## begin Text extract
The atmosphere of Casa in Bled Dry is not only dark, but also claustrophobic. The apartment where the brutal murders took place (two young people were hacked to death with a sword as they slept) stinks of rotting flesh and putrid blood, and is crowded with police who “play” with their crime-solving technology as if detectives on the American television program CSI, while simultaneously failing to secure the crime scene and thus allowing for it to be contaminated. We also spend a lot of time in the claustrophobic alleyways of the “Kandahar” bidonville, where the self-proclaimed Imam (who turns out to be the murderer and does this because he finds Nezha, with whom he has been obsessed for years, in bed with another man) and his Salafi followers—including Nezha’s brother and others who were drugged-out criminals not that long ago—hang around. The third site where much of the action of the novel takes place is the bar where one of the murder victims, Nezha, works as a prostitute. Here, the narrator describes the violent and grotesque relationship between Nezha and her pimp:
Firqash was the one who broke her into the nightlife. He told her how to drink, smoke and flirt like a professional. He also enjoyed beating her with his belt if she got out of line. When she refused to have anal sex with him, he smashed a liquor bottle over her head, leaving a deep scar, and sodomized her savagely. From that point on, she didn’t dare disobey him and carried out all his desires without the slightest hesitation.
It is here that the new style, both realistic and cynical, can be clearly seen. A similar style can be found in recent films like Nour-Eddine Lakhmari’s 2008 Casanegraor Nabil Ayouch’s 2015 Much Loved, although the latter was set in Marrakesh.
## end Text extract
## begin Stored rows
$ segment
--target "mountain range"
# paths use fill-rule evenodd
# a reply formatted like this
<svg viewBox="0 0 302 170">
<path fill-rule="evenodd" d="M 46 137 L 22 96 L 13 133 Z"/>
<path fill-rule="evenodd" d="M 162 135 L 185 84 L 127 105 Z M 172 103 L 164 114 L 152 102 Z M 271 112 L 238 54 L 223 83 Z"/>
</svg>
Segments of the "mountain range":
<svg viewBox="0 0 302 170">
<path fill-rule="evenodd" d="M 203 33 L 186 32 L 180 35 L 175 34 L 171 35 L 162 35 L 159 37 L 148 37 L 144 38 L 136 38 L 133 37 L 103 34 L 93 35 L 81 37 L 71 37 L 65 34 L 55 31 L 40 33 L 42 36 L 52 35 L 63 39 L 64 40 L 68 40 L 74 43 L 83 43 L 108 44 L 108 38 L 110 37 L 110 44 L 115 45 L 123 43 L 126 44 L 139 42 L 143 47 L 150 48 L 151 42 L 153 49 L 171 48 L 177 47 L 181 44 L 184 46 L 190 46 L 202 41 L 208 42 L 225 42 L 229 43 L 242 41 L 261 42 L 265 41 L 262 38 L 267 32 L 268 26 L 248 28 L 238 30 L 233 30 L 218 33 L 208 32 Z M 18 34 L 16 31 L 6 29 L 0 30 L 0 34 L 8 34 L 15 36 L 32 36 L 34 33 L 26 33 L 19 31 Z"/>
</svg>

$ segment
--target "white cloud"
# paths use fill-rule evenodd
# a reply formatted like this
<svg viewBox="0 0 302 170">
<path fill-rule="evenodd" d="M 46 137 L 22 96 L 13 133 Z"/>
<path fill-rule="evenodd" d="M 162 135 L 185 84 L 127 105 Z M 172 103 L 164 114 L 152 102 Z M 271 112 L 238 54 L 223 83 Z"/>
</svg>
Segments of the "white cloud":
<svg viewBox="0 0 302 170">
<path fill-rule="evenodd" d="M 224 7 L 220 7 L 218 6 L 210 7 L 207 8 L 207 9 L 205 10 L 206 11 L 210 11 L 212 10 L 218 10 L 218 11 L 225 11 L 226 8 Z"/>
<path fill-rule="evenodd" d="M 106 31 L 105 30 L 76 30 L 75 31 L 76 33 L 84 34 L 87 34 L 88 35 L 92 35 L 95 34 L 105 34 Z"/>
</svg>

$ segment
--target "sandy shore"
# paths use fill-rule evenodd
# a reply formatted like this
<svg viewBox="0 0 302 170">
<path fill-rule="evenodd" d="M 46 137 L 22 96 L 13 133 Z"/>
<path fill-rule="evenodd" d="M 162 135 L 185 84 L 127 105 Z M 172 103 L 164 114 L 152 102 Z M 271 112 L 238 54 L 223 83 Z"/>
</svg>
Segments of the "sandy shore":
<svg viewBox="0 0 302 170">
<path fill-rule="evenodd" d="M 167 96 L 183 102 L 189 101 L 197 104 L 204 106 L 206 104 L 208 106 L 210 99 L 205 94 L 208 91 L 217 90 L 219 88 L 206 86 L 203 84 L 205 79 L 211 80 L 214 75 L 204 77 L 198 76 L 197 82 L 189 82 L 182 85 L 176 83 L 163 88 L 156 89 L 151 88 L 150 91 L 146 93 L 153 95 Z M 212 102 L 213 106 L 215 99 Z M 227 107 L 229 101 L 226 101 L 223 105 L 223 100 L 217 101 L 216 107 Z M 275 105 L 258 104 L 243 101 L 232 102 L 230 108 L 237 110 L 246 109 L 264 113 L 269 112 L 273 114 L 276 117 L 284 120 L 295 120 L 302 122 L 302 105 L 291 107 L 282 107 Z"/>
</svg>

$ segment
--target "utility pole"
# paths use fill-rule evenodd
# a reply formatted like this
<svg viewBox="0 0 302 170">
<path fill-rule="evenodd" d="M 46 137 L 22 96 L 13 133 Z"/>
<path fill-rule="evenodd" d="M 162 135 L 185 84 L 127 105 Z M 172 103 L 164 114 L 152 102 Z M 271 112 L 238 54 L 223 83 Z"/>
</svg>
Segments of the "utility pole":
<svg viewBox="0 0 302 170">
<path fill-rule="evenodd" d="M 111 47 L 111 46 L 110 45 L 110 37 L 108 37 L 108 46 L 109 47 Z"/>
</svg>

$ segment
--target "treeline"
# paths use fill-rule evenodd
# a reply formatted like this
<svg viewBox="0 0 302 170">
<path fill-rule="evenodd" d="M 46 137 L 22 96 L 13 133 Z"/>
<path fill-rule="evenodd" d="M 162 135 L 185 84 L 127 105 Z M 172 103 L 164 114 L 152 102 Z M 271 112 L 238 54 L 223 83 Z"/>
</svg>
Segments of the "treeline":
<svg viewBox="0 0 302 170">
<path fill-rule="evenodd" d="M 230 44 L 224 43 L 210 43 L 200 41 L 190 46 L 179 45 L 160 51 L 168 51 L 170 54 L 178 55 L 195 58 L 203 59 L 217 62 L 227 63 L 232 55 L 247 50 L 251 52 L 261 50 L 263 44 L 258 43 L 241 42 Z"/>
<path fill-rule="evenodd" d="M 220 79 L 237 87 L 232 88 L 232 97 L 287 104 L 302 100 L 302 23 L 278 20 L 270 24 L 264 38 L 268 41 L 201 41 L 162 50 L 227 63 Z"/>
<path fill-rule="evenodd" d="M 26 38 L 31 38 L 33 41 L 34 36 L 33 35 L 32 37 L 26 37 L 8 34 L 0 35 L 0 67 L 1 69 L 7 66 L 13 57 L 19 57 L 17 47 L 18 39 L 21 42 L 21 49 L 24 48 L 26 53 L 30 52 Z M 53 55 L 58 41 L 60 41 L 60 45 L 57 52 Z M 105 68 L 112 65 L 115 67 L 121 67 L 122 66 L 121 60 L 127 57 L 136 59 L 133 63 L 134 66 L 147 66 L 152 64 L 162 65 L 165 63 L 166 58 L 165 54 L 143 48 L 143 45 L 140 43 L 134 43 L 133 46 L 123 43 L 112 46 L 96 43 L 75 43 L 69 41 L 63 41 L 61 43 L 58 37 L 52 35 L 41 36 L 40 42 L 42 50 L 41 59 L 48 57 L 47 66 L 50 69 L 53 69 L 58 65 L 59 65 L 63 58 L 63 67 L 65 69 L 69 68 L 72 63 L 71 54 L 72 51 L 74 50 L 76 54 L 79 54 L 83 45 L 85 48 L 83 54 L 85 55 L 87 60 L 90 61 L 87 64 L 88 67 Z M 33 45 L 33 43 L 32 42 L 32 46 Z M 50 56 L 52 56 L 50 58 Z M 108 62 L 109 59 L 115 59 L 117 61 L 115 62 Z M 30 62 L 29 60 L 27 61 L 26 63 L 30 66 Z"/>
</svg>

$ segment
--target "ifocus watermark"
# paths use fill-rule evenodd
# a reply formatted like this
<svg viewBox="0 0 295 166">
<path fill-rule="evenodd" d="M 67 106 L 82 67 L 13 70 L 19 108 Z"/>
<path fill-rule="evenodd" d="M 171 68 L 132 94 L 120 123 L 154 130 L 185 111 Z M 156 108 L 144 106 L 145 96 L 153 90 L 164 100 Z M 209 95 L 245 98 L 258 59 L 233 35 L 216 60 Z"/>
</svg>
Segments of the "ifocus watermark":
## end Stored rows
■ Written request:
Echo the passage on Casa in Bled Dry word for word, from start to finish. These data come from a separate source.

■ Solution to the problem:
The atmosphere of Casa in Bled Dry is not only dark, but also claustrophobic. The apartment where the brutal murders took place (two young people were hacked to death with a sword as they slept) stinks of rotting flesh and putrid blood, and is crowded with police who “play” with their crime-solving technology as if detectives on the American television program CSI, while simultaneously failing to secure the crime scene and thus allowing for it to be contaminated. We also spend a lot of time in the claustrophobic alleyways of the “Kandahar” bidonville, where the self-proclaimed Imam (who turns out to be the murderer and does this because he finds Nezha, with whom he has been obsessed for years, in bed with another man) and his Salafi followers—including Nezha’s brother and others who were drugged-out criminals not that long ago—hang around. The third site where much of the action of the novel takes place is the bar where one of the murder victims, Nezha, works as a prostitute. Here, the narrator describes the violent and grotesque relationship between Nezha and her pimp:
Firqash was the one who broke her into the nightlife. He told her how to drink, smoke and flirt like a professional. He also enjoyed beating her with his belt if she got out of line. When she refused to have anal sex with him, he smashed a liquor bottle over her head, leaving a deep scar, and sodomized her savagely. From that point on, she didn’t dare disobey him and carried out all his desires without the slightest hesitation.
It is here that the new style, both realistic and cynical, can be clearly seen. A similar style can be found in recent films like Nour-Eddine Lakhmari’s 2008 Casanegraor Nabil Ayouch’s 2015 Much Loved, although the latter was set in Marrakesh.